• The input:

====

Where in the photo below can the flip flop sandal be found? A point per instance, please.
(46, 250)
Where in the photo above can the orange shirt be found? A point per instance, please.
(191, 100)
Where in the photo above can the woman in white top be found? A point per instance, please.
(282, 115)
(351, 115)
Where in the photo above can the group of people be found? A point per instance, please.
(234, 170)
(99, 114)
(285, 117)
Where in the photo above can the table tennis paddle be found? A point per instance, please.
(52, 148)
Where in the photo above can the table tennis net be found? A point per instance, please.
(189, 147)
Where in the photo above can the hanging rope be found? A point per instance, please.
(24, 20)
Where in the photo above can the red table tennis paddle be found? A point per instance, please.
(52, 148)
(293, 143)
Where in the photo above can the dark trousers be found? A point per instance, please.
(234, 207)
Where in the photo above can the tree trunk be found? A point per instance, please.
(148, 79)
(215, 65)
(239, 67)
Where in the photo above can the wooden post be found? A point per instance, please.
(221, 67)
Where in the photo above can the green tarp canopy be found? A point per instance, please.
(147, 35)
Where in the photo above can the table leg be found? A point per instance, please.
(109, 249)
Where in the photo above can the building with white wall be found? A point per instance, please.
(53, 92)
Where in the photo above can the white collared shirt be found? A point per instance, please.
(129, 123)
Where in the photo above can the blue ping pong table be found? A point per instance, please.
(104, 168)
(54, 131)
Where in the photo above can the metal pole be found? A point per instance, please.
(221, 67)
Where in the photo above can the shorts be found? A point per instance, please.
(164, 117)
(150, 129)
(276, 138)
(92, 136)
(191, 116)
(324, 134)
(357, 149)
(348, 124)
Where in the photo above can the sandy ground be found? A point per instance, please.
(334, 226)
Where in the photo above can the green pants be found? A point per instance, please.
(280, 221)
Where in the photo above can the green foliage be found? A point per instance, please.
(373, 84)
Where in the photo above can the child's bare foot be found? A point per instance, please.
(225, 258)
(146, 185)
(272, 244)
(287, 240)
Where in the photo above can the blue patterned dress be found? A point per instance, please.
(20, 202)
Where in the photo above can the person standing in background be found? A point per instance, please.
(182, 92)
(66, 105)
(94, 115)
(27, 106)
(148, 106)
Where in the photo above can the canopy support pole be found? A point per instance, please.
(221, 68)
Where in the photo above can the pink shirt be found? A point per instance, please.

====

• About this task: From the first line to the last, copy the records exactly as they appear above.

• Answer to this exercise:
Where in the photo below can the flip flop sandal be found? A point per instance, please.
(46, 250)
Where in the photo above can the orange shirt be found? A point per instance, please.
(191, 100)
Where in the photo above can the woman in white top be found? A point per instance, please.
(282, 115)
(351, 115)
Where in the photo above can the group of people be found? A point per instance, please.
(234, 170)
(99, 114)
(285, 117)
Where in the photo above can the table tennis paddle be found? A point per instance, please.
(52, 148)
Where in the photo above can the table tennis net be found? A point per instance, please.
(189, 147)
Where in the photo above can the hanging rope be found? A point per instance, please.
(24, 20)
Where in the photo above can the red table tennis paddle be found? A point per instance, please.
(52, 148)
(293, 143)
Where in the photo above can the dark trousers be found? A point per instance, please.
(234, 207)
Where in the photo above can the tree trunk be found? A point per instance, please.
(148, 79)
(215, 65)
(239, 67)
Where in the photo above can the wooden post be found? A point per instance, please.
(221, 67)
Where in the photo above can the green tarp canopy be found? A point per instance, please.
(147, 35)
Where in the photo above can the table leg be found? A point per instance, please.
(109, 249)
Where in the photo above can the building with white wall be found? A point per instance, please.
(53, 92)
Where in the photo above can the white collared shirt be found? A point per instance, please.
(129, 123)
Where in the photo above can the blue ping pong table be found? A point per instance, please.
(104, 168)
(54, 131)
Where in the photo above can the metal pole be found? A point per instance, please.
(221, 67)
Where in the photo above can the shorts be found? A point per instance, please.
(164, 117)
(150, 129)
(276, 138)
(92, 136)
(191, 116)
(324, 134)
(357, 149)
(348, 124)
Where in the photo above can the sandy ground be found? A point per instance, please.
(334, 226)
Where in the photo above can the green pants be found? A point per instance, please.
(280, 221)
Where in the photo above can the green foliage be found? A point per instance, please.
(373, 84)
Where in the photo above can the child's bare foot be found? A point per instance, please.
(225, 258)
(146, 185)
(272, 244)
(287, 240)
Where in the photo above can the blue patterned dress be found? A point per instance, please.
(20, 202)
Where in the photo above can the person standing in background be found? A point per instance, please.
(182, 92)
(66, 105)
(94, 115)
(27, 106)
(148, 106)
Where in the photo above can the canopy support pole be found? A point per instance, please.
(221, 68)
Where in the photo above can the pink shirt be found? A point per instance, please.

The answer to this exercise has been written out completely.